» **TASK OBJECTIVE**
Transfer the lines of the records, starting at the line containing "the green leaf" and ending at the end of the records, and reproduce every line unchanged except that 147 is added to each x and y coordinate in the answers. The sample points in the format lines stay as they are.

[Point annotation records]
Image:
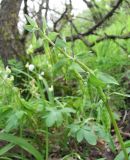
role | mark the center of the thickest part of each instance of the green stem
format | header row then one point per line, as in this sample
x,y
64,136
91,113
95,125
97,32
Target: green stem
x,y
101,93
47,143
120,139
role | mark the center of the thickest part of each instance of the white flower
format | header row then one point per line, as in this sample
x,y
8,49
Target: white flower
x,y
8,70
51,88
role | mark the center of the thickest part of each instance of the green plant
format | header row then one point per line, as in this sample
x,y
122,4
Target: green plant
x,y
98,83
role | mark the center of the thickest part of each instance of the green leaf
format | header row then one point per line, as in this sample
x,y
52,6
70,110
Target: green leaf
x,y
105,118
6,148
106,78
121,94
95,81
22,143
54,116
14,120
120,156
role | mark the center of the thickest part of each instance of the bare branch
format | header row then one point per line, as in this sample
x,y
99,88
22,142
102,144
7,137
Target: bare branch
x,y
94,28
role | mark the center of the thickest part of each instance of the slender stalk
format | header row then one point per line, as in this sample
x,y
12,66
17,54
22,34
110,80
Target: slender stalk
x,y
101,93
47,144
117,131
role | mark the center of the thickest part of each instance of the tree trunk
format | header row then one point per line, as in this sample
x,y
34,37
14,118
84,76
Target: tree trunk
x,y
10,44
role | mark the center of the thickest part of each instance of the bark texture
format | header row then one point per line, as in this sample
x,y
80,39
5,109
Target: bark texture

» **ANSWER TO THE EXERCISE**
role | mark the center of the thickest part of each instance of the green leaf
format | header row then one point per line, as in this sample
x,y
52,6
70,110
Target: green leaf
x,y
252,265
153,295
253,225
268,241
242,228
169,290
201,263
161,267
267,303
role | mark the center of the thickest part of each instance of the bare branch
format | header row then one point per line, as in this sample
x,y
99,88
22,142
102,144
7,137
Target: bare branch
x,y
241,175
role | mark the center of the thickest part of each instance of the slender stalk
format | header row then one point per line, as in this sample
x,y
12,66
17,54
22,34
110,80
Target: slender stalk
x,y
248,240
194,291
264,278
role | mark the center of the thickest part of each instance of the tree trunk
format | header row then one point per line, as in this sample
x,y
34,37
14,118
84,76
Target: tree trunk
x,y
157,191
role | mark the center of the thickest part of each instance of the bark texture
format | header row then one point per line, as in this sample
x,y
80,39
5,109
Target: bark texture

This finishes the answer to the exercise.